Dataset entries:
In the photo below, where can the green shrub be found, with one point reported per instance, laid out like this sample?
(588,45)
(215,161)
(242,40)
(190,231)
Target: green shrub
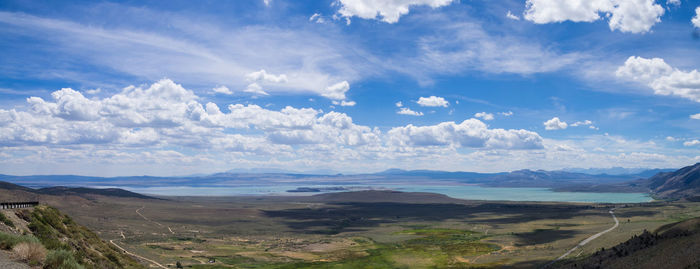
(31,253)
(61,259)
(8,241)
(5,220)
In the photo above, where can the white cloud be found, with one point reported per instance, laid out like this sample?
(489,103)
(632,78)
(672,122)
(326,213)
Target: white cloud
(388,11)
(633,16)
(484,116)
(165,113)
(344,103)
(691,143)
(93,91)
(471,133)
(336,91)
(555,124)
(433,101)
(661,77)
(191,51)
(255,88)
(582,123)
(511,16)
(263,76)
(471,47)
(317,18)
(408,111)
(223,90)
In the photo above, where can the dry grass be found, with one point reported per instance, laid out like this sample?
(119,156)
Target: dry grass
(31,253)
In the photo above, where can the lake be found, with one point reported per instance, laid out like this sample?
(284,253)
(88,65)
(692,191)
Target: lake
(471,192)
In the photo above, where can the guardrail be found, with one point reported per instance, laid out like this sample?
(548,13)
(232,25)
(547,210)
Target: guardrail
(11,205)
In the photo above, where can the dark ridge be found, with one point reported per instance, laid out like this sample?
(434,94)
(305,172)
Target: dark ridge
(114,192)
(60,190)
(670,246)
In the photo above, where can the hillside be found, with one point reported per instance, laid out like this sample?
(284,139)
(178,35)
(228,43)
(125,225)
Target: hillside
(671,246)
(16,193)
(115,192)
(682,183)
(62,237)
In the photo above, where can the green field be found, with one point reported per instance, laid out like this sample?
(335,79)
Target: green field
(274,232)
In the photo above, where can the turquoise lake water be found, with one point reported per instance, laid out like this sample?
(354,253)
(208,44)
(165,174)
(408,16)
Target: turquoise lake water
(470,192)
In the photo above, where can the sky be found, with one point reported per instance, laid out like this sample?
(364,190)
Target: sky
(170,88)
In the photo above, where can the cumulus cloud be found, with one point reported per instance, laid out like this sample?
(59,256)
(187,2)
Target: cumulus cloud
(433,101)
(336,91)
(317,18)
(585,123)
(471,133)
(661,77)
(222,90)
(255,88)
(581,123)
(555,124)
(633,16)
(388,11)
(511,16)
(165,113)
(262,75)
(408,111)
(484,116)
(691,143)
(344,103)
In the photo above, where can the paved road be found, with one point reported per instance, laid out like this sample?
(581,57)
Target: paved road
(584,242)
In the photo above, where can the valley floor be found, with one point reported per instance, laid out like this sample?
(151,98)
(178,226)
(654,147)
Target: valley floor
(365,230)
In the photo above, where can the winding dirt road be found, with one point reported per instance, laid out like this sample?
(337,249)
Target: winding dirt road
(584,242)
(147,219)
(137,256)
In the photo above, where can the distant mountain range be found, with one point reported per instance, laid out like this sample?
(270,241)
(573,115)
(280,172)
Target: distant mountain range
(684,182)
(662,182)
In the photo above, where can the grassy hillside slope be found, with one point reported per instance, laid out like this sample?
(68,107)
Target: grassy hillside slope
(62,237)
(671,246)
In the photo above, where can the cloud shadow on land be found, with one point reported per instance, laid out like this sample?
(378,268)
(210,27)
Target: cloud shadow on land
(345,217)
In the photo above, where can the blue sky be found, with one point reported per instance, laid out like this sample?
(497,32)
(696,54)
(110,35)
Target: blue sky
(176,87)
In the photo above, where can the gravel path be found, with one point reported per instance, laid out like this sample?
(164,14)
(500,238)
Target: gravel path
(584,242)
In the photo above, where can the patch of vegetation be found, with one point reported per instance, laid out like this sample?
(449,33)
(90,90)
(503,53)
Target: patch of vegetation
(61,259)
(32,253)
(160,247)
(9,241)
(7,221)
(57,231)
(437,248)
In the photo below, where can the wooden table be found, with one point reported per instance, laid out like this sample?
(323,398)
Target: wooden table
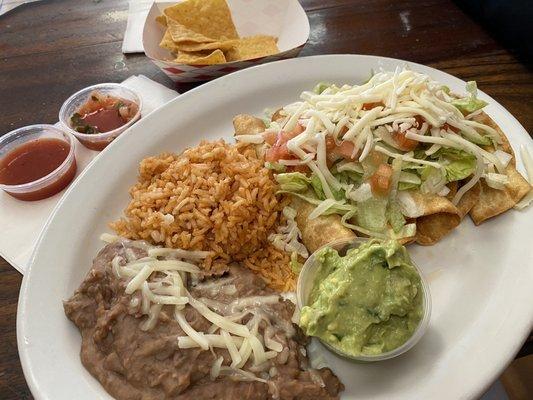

● WHAT YOU WILL DO
Wherever a line of the data above contains "wooden", copy that line.

● SOLUTION FOR THIS EXERCISE
In the photo below, where can the wooden table be found, with one point reported per instance, laid out like this sample?
Target: wooden table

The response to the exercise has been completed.